What to do
Reproduce every record below exactly as it appears.

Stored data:
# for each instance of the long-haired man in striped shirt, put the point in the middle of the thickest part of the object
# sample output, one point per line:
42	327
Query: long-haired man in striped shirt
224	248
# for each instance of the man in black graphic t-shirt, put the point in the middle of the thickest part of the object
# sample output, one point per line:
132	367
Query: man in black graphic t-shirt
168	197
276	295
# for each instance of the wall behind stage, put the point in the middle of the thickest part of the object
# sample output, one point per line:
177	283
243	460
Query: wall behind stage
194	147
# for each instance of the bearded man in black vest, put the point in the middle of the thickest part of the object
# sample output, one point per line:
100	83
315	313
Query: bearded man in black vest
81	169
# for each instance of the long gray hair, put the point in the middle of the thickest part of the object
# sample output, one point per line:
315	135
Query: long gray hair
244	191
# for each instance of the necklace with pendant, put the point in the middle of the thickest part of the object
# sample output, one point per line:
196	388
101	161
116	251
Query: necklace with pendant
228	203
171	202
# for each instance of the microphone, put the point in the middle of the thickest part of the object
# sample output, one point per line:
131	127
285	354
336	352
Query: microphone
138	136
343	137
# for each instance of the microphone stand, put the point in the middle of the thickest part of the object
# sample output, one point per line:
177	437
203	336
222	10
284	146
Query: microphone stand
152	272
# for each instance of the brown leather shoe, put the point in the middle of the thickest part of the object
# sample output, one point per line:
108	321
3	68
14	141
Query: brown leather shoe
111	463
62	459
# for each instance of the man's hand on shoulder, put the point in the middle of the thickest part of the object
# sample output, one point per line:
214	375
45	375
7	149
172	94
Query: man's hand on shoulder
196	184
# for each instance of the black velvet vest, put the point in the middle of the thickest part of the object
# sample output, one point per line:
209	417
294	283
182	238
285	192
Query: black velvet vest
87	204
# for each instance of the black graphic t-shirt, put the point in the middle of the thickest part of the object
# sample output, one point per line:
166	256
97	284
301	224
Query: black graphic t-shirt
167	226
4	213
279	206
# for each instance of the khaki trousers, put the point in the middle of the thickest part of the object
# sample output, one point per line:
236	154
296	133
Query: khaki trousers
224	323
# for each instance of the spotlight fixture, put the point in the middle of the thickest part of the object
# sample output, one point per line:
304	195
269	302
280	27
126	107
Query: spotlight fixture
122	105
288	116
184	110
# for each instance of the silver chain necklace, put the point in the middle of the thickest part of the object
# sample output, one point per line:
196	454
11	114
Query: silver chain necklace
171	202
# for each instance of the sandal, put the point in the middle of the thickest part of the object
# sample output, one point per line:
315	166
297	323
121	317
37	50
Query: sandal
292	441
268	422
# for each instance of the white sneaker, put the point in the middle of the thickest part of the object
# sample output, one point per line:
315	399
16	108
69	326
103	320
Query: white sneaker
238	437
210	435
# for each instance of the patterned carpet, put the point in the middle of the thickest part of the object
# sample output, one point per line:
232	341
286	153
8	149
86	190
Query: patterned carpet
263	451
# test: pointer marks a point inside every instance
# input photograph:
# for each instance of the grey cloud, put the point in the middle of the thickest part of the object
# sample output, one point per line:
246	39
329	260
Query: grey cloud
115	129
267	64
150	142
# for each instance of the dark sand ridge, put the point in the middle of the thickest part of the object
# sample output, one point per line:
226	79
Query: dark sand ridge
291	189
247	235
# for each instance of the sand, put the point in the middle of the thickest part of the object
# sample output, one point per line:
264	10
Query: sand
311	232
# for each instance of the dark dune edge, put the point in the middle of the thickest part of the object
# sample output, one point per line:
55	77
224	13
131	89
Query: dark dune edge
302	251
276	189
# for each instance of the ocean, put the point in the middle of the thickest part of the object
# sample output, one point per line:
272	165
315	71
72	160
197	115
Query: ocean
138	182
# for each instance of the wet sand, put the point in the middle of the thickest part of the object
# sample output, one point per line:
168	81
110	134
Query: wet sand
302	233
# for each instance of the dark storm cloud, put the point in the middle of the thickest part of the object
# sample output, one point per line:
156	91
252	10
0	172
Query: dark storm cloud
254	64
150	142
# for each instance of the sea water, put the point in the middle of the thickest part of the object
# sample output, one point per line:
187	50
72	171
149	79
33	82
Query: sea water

Result
# for each instance of the long-haired man in striped shirt, put the point in the middle of the thickest part of the object
# sample output, one point per line:
42	327
Query: long-haired man in striped shirt
224	248
# for each instance of the man in black graphic t-shirt, put the point in the middle of the thickest part of the object
# sample output, one point per line:
132	367
Query: man in black graphic t-shirt
168	197
276	295
# for each instance of the wall behind stage, put the point in the middle of the thickest part of the object
# sample output, one point per line:
177	283
243	460
Query: wall behind stage
194	147
# for each instance of the bearded man in black vest, put the point in the middle of the thickest part of the object
# sample output, one point per line:
100	83
315	313
Query: bearded man in black vest
81	169
# for each instance of the long gray hair, put the point in the middle of the thickest part of the object
# sample output, one point per line:
315	135
Query: long gray hair
244	191
# for each instance of the necklace with pendant, put the point in the middle of the thickest part of the object
# sample output, one point per line:
196	388
101	161
116	251
Query: necklace with pendant
228	203
171	202
# for each instance of the microphone, put the point in the middle of the thickest part of the object
# sample output, one point per line:
131	127
285	354
336	352
Query: microphone
138	136
343	137
# for each instance of the microphone stand, put the point in the middle of the thickest part of the object
# sample output, one point per line:
177	437
203	336
222	10
284	146
Query: microphone stand
152	272
# for each instance of the brown leather shoe, put the point in the middle of the thickest part of the object
# sample output, one point per line:
108	321
3	68
14	141
Query: brown leather shoe
111	463
62	459
# for each instance of the man's hand on shoulder, put the point in the middle of the thickest part of the object
# sample output, one point per line:
214	375
45	375
7	149
172	94
Query: man's hand on shoulder
196	184
# for each instance of the black velvet vest, put the point in the middle of the thickest part of the object
# sample output, one point per line:
209	417
294	283
182	238
285	192
Query: black velvet vest
87	204
# for each instance of the black graphic t-shirt, put the point in the middle of the thickest part of the object
# sample output, one point per line:
166	256
97	284
301	224
Query: black graphic t-shirt
167	226
4	213
279	206
# for each instance of the khaki trousers, put the point in the middle of the thickest part of the object
# sample output, one point per line:
236	154
296	133
Query: khaki trousers
224	323
# for each instance of the spotlight fixture, put the point in the middle of the thickest part of the object
# sample output, one point per line:
304	195
269	302
280	27
126	107
Query: spotlight fixture
122	105
288	116
184	110
# for each instance of the silver chain necklace, put the point in the middle of the thickest part of the object
# sample output, one point per line:
196	454
11	114
Query: silver chain necklace
171	202
# for each instance of the sandal, put the point in the middle of the thickest part of the object
# sample output, one point per line:
315	166
297	323
121	317
37	50
Query: sandal
292	441
268	422
# for each instance of the white sneaker, put the point in the middle of the thickest part of the object
# sample output, one point per line:
315	399
16	108
69	326
103	320
Query: white sneaker
238	437
210	435
# for each instance of the patterned carpet, put the point in the middle of the thickest part of the object
# sample output, one point per line:
232	341
286	153
8	149
86	190
Query: patterned carpet
263	451
# test: pointer marks a point inside every instance
# input photograph:
# for each instance of the grey cloud, put the point in the middle of the thickest part of the object
# sample output, one point per line:
246	39
329	260
Query: grey cloud
115	129
267	64
150	142
# for each instance of the dark sand ridge, put the point in the middle of the thickest part of the object
# sample output, one point per line:
226	79
Query: dark sand ridge
291	189
247	235
# for each instance of the sand, put the point in the middle of the thickest part of the object
# sample output, one point per line:
264	10
Query: sand
311	232
# for each instance of the dark dune edge, put the point in the middle of the thickest part of the object
# sample output, one point per line:
55	77
224	13
131	89
Query: dark dune edge
302	251
276	189
# for each instance of the ocean, put the point in the middle of the thickest part of the object
# sample output, one point per line:
272	165
315	71
72	160
197	115
Query: ocean
138	182
# for each instance of the wet sand, put the point in the middle of the thickest part of the object
# sample output, one point per line:
168	81
110	134
Query: wet sand
302	233
# for each instance of the dark storm cloud, put the point in the middle of the thickest part of the object
# sample output, one point per line:
156	91
252	10
0	172
Query: dark storm cloud
254	64
150	142
# for each instance of the sea water, put the point in the middle of the thickest part of the object
# sample output, one point per line:
187	50
72	171
149	79
33	82
Query: sea water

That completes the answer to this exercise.